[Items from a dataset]
++++++++++++++++++++
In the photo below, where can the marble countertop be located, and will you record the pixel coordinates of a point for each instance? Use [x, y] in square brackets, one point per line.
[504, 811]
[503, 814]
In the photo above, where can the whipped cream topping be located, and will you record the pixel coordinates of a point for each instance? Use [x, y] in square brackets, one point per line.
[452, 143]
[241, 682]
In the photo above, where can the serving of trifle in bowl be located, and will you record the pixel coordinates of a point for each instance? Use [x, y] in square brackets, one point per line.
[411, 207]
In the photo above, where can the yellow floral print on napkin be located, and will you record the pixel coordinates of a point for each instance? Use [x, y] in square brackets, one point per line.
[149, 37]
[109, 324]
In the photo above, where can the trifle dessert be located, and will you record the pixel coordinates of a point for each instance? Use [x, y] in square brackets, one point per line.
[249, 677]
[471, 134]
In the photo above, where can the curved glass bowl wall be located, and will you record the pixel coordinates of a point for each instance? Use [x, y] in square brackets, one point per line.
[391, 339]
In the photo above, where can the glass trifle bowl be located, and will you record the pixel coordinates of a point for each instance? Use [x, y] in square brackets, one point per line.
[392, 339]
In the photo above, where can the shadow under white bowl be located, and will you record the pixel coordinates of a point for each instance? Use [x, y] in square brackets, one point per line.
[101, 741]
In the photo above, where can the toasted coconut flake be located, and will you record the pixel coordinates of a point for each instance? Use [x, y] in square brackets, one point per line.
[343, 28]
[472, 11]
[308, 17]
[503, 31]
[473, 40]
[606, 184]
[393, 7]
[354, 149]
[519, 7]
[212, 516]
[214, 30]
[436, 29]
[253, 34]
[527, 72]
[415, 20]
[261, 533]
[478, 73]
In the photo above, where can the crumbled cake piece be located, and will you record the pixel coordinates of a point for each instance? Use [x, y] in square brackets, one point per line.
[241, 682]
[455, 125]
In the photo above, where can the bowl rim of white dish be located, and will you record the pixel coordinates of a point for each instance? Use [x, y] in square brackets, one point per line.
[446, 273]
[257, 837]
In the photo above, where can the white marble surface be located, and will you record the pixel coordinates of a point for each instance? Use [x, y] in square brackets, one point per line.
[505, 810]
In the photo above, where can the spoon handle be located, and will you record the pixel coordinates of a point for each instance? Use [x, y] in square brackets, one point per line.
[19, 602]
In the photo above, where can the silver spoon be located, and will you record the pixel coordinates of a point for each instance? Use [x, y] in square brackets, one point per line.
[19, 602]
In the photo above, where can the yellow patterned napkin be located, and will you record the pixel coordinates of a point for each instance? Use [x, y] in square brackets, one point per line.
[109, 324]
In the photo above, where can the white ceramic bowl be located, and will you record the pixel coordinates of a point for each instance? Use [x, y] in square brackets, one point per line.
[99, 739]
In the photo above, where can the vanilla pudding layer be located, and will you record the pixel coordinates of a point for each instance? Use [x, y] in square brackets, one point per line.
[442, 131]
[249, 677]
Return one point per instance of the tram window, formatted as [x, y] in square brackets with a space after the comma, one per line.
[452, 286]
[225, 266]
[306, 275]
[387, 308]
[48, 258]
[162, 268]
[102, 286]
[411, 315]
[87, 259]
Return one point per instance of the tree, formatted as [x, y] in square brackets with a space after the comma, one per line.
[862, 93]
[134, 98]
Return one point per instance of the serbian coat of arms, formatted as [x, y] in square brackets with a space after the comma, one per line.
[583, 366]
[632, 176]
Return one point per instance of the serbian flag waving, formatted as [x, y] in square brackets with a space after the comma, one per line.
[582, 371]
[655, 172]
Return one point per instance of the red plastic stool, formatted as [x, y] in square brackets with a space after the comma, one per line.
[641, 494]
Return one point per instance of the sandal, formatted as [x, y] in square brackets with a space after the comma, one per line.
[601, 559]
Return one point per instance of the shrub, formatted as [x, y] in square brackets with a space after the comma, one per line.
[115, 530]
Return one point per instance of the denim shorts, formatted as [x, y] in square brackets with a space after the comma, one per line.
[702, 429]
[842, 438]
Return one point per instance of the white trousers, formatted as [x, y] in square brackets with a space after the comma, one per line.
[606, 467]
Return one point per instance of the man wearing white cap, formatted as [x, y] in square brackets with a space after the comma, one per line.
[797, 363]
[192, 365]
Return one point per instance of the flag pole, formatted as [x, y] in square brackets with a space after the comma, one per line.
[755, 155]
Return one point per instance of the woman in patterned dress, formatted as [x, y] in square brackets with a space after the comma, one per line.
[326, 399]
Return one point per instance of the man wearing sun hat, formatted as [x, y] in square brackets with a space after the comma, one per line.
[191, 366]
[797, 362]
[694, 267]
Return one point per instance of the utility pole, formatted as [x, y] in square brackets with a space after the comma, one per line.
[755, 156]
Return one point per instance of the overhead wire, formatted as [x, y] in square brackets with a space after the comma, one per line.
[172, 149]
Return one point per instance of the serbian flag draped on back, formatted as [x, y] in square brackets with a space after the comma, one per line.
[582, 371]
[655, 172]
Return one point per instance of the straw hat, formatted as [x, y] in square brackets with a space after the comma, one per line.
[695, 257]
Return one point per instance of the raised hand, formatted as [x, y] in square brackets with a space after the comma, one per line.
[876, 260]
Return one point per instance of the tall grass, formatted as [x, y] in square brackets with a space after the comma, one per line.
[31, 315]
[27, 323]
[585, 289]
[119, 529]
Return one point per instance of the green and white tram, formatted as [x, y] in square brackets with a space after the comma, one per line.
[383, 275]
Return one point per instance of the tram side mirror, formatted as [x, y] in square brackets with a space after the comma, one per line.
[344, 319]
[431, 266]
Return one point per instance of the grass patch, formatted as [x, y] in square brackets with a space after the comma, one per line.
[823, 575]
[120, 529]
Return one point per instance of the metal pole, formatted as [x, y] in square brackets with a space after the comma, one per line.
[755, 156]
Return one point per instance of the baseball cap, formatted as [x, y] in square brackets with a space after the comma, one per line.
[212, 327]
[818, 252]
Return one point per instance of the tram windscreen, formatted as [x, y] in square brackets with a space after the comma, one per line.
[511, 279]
++++++++++++++++++++
# Directions
Every record is to be retyped exactly as given.

# Output for this task
In the photo below, where can the marble countertop be located, and will you record the pixel coordinates of a point for each instance? Use [x, y] in square brackets, one point per line.
[504, 811]
[503, 814]
In the photo above, where can the whipped cream topping be located, and will you record the pixel coordinates of a point for each instance? Use [x, y] in square brackets, one point per line.
[452, 143]
[241, 682]
In the photo above, where can the serving of trifle in bowl be located, and will you record the pixel coordinates of a point for each instance? Use [x, y] in square brackets, one point per line.
[411, 207]
In the photo above, where can the yellow floral print on napkin be located, and will you record the pixel coordinates of a point for each instance? Use [x, y] in square brackets, one point per line.
[149, 37]
[109, 324]
In the photo above, where can the trifle dessert be located, and will you record the pixel coordinates of a point for each instance? Use [x, y] in square brackets, one point per line.
[249, 677]
[471, 134]
In the photo above, where can the curved glass bowl wall be located, and will you record the pixel coordinates of a point for each instance? Use [x, y] in square brackets, one point per line.
[391, 339]
In the photo above, where can the glass trifle bowl be located, and will you record the pixel coordinates of a point for each instance? Use [x, y] in square brackets, one point per line.
[392, 339]
In the photo above, where can the shadow under white bowl be located, and will you record the pixel coordinates of a point for each instance? Use [x, y] in square brackets, one point per line.
[101, 741]
In the photo above, where can the toasted coconut flake be located, and will you record the pixel coordinates of a point for each instance? Use [x, y] in square brackets, one point per line.
[343, 28]
[472, 11]
[308, 17]
[503, 31]
[473, 40]
[606, 184]
[393, 7]
[354, 149]
[519, 7]
[212, 516]
[214, 30]
[436, 29]
[253, 34]
[527, 72]
[415, 20]
[261, 533]
[478, 73]
In the photo above, where can the crumbled cake piece be located, and will you record the pixel coordinates of a point for each instance? Use [x, y] in square brackets, one point per line.
[241, 682]
[455, 125]
In the photo above, where can the bowl rim of white dish be located, and will you record the pixel coordinates of a point for each instance? Use [x, y] in square brackets, one point per line.
[446, 273]
[257, 837]
In the photo above, where can the white marble surface be located, and will you record the pixel coordinates of a point for each instance? Use [x, y] in square brackets, one point per line.
[505, 810]
In the photo above, where can the spoon handle be located, and will you record the pixel coordinates of a point for each instance? Use [x, y] in square brackets, one point per line.
[19, 602]
In the photo above, where can the silver spoon be located, and will you record the pixel coordinates of a point for each instance? Use [x, y] in square brackets, one point per line.
[19, 602]
In the photo above, where can the yellow patterned napkin be located, and will you record the pixel coordinates of a point for each instance? Use [x, y] in square brackets, one point per line.
[109, 324]
In the photo above, where can the white ceramic bowl be located, and will you record the pixel coordinates of a point for each instance? Use [x, y] in square brackets, one point per line.
[99, 739]
In the photo above, where can the vanilla pudding layer be located, and will you record the pixel coordinates of a point for each instance? Use [x, y] in square brackets, one point per line.
[442, 131]
[249, 677]
Return one point per instance of the tram window, formatted as [x, y] in square brackets with a space after the comma, one per line.
[452, 286]
[225, 266]
[306, 275]
[387, 308]
[48, 258]
[162, 268]
[102, 286]
[411, 315]
[87, 259]
Return one point per instance of the tree, formatted as [x, y] in square brackets with a space after the comma, one per line.
[862, 93]
[134, 98]
Return one point per instance of the serbian coat of arms, formatted as [x, y] in square brackets with a space after the comma, one per line.
[583, 366]
[632, 176]
Return one point per instance of the serbian flag waving, formatted as [x, y] in square brackets with a space after the comma, one per line.
[582, 371]
[655, 172]
Return one point per instance of the red plastic stool, formatted as [x, y] in square brackets with a space after the comma, one per line.
[641, 494]
Return one point per instance of the sandal, formatted as [x, y] in square brackets with a space after the comma, one per line.
[601, 559]
Return one point per instance of the shrub, formatted as [x, y] in square brackets with a space after the comma, one per line.
[115, 530]
Return one point per instance of the denim shorts, formatted as [x, y] in square brackets with a space after the comma, one per line.
[702, 429]
[842, 438]
Return one point per instance of the white trousers, formatted as [x, y] in square brackets with a space after the comma, one per line.
[606, 467]
Return one point per instance of the man wearing white cap, formatted as [x, y] in square brackets with a space after the comma, one per line.
[797, 363]
[192, 365]
Return one point per instance of the flag pole, formatted as [x, y] in square brackets with a space after the comma, one per line.
[755, 155]
Return one point per instance of the woman in patterned dress, formatted as [x, y] in square brackets with a space after the comma, one per line.
[326, 399]
Return one point per instance of the man wearing sun hat, formatted as [x, y] in square brackets with a space after the comma, one per line.
[191, 366]
[797, 362]
[694, 267]
Return one point per instance of the utility pole, formatted as [x, y] in square brackets with a space after the comma, one per line.
[755, 156]
Return one point per instance of the overhead wire, formatted as [x, y] in square brackets with a space after the comma, one per line.
[172, 149]
Return one point per instance of the serbian flag draped on back, formatted as [x, y] in square brackets with a space after the comma, one per line.
[582, 371]
[655, 172]
Return one point per instance of the straw hat, formatted as [x, y] in square brackets with a space after the comma, one per line.
[695, 257]
Return one point per instance of the raised hand, formatted as [x, y] in square brackets with a space after the comma, one per line.
[876, 260]
Return one point per instance of the tall grass, formatted as [x, y] in square brackets with a space after the comma, one per line.
[31, 315]
[27, 323]
[585, 289]
[119, 529]
Return one point per instance of the green and white tram, formatted as [x, y] in square brackets with a space after the comma, one per line.
[383, 275]
Return one point per instance of the tram side mirror, formatted as [x, y] in square brackets with a space after the comma, one per line.
[344, 319]
[431, 266]
Return one point per instance of the grass patch, formatted as [x, y] in square brackets with a space after the comma, one per line.
[823, 575]
[120, 529]
Return one point per instance of the metal pole, formatted as [x, y] in square brackets with a space after the comma, one per line.
[755, 156]
Return one point per instance of the baseball cap, formatted as [x, y] in square brackets with a space after the comma, one per line.
[212, 327]
[818, 252]
Return one point per instance of the tram windscreen, formatted as [x, y] in square brackets with a space after the comma, one per line.
[511, 279]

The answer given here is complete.